## START GIVEN ENTRIES
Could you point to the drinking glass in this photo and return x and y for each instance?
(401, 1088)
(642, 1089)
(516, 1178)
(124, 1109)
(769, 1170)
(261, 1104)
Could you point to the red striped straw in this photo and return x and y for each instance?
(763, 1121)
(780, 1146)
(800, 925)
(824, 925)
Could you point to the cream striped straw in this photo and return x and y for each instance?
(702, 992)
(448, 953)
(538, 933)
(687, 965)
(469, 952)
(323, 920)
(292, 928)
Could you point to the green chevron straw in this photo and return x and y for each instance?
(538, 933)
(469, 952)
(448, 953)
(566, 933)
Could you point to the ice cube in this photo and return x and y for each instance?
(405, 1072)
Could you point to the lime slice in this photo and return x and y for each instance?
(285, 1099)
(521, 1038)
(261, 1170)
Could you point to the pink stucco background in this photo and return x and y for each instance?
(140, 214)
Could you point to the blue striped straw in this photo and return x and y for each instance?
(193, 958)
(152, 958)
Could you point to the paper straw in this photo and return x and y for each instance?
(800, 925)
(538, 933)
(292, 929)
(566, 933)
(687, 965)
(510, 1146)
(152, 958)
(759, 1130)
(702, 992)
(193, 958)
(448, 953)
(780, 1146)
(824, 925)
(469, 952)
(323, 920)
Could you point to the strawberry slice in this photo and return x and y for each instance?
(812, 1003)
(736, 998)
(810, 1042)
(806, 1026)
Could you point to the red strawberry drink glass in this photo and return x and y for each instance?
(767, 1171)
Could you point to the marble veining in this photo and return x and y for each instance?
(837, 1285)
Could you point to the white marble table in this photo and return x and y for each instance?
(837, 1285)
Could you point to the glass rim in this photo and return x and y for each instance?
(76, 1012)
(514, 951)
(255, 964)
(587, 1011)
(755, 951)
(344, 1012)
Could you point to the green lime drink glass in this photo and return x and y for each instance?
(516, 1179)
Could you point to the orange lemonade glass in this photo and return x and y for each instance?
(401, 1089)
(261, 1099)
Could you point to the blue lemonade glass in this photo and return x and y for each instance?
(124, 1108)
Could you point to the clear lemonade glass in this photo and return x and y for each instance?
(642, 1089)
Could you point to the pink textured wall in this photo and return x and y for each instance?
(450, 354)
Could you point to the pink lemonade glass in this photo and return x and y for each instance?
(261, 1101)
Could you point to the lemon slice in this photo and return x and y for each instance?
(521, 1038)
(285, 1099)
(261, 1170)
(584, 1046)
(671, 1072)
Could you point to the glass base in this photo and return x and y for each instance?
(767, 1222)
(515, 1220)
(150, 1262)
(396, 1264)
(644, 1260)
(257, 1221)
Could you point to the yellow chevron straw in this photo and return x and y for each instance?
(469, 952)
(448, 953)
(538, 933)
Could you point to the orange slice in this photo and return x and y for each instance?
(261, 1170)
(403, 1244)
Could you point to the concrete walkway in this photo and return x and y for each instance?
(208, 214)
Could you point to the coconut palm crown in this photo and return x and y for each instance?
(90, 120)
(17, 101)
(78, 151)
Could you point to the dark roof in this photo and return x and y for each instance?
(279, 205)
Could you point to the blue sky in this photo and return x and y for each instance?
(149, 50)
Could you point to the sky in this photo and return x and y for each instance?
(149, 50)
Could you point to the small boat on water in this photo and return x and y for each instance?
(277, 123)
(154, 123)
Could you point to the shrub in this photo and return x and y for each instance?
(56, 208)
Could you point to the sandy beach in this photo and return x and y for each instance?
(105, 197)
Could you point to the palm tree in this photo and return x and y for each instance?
## END GIVEN ENTRIES
Output the lines above verbatim and in full.

◆ WRITTEN ANSWER
Could you point to the drinking glass in this photo and return x and y for each instance?
(401, 1088)
(642, 1089)
(516, 1178)
(124, 1109)
(769, 1170)
(261, 1104)
Could you point to the red striped straw in this photo and return x and y for each instance?
(763, 1121)
(780, 1146)
(800, 925)
(824, 925)
Could you point to the cream striped straw in this photo and return x and y for each instance?
(702, 992)
(448, 953)
(538, 933)
(687, 965)
(469, 952)
(323, 920)
(292, 928)
Could you point to the green chevron straw in this photo and return x and y for each instance?
(538, 933)
(469, 952)
(448, 953)
(566, 933)
Could you point to the ice cube in this photo and return x and y for each instance?
(405, 1072)
Could you point to the lime slice in this photo and return x and y for each instance?
(285, 1099)
(521, 1038)
(261, 1170)
Could you point to the pink stucco background in this photo and return x and y for each instance?
(140, 214)
Could you point to the blue striped straw in this photo and return x and y for each instance?
(193, 958)
(152, 958)
Could you point to the paper straw in this photo and return x and y for each instance?
(800, 925)
(538, 933)
(292, 929)
(566, 933)
(687, 965)
(510, 1146)
(152, 958)
(759, 1130)
(702, 992)
(193, 958)
(448, 953)
(780, 1146)
(824, 925)
(469, 952)
(323, 920)
Could you point to the strawberry slice in this photo and return x and y for each instance?
(812, 1003)
(736, 998)
(810, 1042)
(806, 1026)
Could you point to the red strawberry drink glass in this photo and return x and y for each instance?
(767, 1171)
Could you point to the marble veining in this photo and return x and y for each instance?
(837, 1285)
Could you point to the white marble table in this photo and return x and y for each instance?
(837, 1285)
Could you point to the glass rim in this photo and return x and y for each instance?
(76, 1012)
(514, 951)
(255, 964)
(587, 1011)
(755, 951)
(344, 1012)
Could you point to the green lime drink glass in this photo and return x and y for each instance?
(516, 1179)
Could you point to the orange lemonade glass in this photo and return x and y for each instance?
(401, 1089)
(261, 1099)
Could you point to the blue lemonade glass in this photo and return x and y for each instance?
(124, 1108)
Could you point to the clear lemonade glass in this photo and return x and y for each instance?
(642, 1089)
Could you point to the pink textured wall in this photo and return x and y for each instance?
(450, 354)
Could you point to the pink lemonade glass in this photo and return x and y for each instance?
(261, 1101)
Could you point to the lemon slice in this photo and return x and y for each instance?
(521, 1038)
(285, 1099)
(261, 1170)
(584, 1046)
(671, 1072)
Could you point to the glass base in this photo and return x and y for each instance?
(767, 1222)
(515, 1220)
(150, 1262)
(396, 1264)
(644, 1260)
(257, 1221)
Could you point to the yellow chevron straw in this photo and return x and y for each instance?
(469, 952)
(448, 953)
(538, 933)
Could you point to the orange slice in this photo and return x and y for each instance?
(261, 1170)
(403, 1244)
Could you point to the concrete walkway in this photo and return x and y for each instance?
(208, 214)
Could you point to the coconut palm crown in this photo and return x and y for each instance?
(90, 120)
(17, 101)
(78, 151)
Could you point to the dark roof in this photo and return x and y for each instance?
(279, 205)
Could you point to the blue sky in this photo and return x and y for each instance?
(149, 50)
Could you point to the sky in this photo and return x and y for each instance?
(149, 50)
Could you point to the small boat on water in this photo and return x and y for each instance?
(277, 123)
(154, 123)
Could you point to the shrub in this photo and return x and y for each instance?
(56, 208)
Could you point to the sandy beach in this photo and return x and y for each instance?
(105, 197)
Could you point to the palm tree in this photo and return x and y for each instance?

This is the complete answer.